AIM OF THE EXERCISE:
Below this line is the material. Write out only its lines from the one containing "Target: person in red ski pants" through the one containing "Target: person in white ski jacket", both kept, exactly.

DATA EXCERPTS:
★ ★ ★ ★
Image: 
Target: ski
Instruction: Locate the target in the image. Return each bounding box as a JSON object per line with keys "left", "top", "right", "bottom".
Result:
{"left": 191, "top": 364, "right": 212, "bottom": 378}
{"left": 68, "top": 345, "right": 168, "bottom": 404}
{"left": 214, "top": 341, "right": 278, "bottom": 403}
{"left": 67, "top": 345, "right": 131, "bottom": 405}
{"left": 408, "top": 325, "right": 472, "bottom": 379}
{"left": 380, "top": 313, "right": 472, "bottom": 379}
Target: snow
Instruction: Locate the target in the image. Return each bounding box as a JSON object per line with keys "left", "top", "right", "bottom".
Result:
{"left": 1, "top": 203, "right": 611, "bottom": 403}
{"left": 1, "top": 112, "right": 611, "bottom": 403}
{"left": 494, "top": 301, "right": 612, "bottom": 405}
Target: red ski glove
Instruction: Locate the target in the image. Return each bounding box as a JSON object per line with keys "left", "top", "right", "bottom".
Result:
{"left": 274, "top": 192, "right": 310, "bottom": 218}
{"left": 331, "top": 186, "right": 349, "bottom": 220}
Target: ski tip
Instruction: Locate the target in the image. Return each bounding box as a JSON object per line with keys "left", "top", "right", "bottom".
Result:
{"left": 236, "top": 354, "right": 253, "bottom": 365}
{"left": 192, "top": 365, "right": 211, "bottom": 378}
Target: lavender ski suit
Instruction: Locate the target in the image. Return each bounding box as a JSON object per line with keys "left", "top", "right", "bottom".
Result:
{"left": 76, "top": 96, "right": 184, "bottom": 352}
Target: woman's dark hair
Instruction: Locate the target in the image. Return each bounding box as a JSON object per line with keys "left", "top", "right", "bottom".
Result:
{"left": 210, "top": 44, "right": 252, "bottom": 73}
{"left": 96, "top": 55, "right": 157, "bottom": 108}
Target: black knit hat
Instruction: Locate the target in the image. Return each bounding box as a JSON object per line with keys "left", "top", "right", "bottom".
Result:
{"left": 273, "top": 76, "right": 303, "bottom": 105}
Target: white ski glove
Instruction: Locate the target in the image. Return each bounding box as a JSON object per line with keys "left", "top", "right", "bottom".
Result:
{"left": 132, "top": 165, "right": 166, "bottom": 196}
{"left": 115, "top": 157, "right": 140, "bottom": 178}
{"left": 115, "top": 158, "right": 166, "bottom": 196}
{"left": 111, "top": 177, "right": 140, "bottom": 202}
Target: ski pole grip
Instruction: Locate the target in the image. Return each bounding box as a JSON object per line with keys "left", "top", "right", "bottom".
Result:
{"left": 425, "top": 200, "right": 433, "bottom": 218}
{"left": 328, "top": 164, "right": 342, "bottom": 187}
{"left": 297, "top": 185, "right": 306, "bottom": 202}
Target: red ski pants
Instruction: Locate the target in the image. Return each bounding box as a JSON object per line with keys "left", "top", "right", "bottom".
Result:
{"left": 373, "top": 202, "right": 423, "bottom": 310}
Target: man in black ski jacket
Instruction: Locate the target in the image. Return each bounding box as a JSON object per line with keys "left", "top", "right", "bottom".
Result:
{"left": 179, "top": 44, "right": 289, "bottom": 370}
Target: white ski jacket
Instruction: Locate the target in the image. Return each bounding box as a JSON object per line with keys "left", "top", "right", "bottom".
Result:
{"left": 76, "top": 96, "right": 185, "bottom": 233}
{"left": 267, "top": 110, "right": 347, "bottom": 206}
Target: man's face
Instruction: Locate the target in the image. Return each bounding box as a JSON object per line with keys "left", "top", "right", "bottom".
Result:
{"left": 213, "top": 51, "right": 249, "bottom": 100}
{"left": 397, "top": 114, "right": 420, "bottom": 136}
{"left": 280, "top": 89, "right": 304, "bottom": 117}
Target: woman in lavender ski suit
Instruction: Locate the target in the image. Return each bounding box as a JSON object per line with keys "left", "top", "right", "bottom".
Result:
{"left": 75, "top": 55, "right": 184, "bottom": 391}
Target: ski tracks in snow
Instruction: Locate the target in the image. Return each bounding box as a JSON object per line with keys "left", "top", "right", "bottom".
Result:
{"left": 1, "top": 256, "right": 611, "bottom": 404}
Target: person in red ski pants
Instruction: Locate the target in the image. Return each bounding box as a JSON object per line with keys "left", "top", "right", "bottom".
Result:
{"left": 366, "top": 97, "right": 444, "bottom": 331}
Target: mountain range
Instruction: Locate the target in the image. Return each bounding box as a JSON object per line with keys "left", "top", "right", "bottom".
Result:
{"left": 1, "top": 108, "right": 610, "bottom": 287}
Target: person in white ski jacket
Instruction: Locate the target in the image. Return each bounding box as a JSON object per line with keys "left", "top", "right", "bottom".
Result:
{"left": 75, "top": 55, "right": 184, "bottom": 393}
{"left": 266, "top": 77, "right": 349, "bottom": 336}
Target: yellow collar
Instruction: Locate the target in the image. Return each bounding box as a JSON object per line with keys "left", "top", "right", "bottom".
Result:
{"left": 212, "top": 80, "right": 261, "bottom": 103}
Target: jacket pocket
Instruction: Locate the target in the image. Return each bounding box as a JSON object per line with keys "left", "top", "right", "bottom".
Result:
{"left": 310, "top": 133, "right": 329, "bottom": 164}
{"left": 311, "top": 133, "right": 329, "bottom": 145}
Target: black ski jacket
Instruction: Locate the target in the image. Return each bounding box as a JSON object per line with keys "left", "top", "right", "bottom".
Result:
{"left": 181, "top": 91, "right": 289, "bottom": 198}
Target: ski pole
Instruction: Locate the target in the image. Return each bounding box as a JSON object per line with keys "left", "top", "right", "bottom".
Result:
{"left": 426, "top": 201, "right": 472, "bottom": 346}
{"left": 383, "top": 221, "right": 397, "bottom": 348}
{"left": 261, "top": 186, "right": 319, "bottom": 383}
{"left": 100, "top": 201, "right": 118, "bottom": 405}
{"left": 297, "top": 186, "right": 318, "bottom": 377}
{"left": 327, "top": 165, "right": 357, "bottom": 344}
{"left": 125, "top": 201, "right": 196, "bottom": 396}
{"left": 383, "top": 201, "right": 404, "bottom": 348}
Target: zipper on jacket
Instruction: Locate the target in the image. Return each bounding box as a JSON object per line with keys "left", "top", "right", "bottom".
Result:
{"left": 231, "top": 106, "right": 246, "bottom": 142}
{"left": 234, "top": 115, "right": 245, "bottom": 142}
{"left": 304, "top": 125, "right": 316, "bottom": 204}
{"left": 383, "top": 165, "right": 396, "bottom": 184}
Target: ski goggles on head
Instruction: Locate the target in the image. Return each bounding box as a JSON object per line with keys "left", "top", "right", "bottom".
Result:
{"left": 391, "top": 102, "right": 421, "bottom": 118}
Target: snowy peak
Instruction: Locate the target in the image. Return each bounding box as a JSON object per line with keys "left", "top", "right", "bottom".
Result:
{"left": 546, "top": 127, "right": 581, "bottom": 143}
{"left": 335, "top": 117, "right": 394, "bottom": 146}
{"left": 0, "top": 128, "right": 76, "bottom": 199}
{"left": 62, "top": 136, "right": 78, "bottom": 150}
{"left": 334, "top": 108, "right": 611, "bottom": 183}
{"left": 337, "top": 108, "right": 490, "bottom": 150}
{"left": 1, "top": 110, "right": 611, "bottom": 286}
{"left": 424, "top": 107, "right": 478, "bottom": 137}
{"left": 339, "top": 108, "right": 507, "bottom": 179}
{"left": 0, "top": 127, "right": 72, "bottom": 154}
★ ★ ★ ★
OUTPUT:
Target: person in red ski pants
Instruction: Locate the target in the image. Return each bounding box as a JSON object per line with keys "left", "top", "right", "bottom".
Result:
{"left": 366, "top": 97, "right": 444, "bottom": 331}
Target: mountain range
Instruction: Locate the target in the image. Return each bounding box as a JSON object per line with keys "left", "top", "right", "bottom".
Result:
{"left": 1, "top": 108, "right": 610, "bottom": 287}
Target: person in white ski jacket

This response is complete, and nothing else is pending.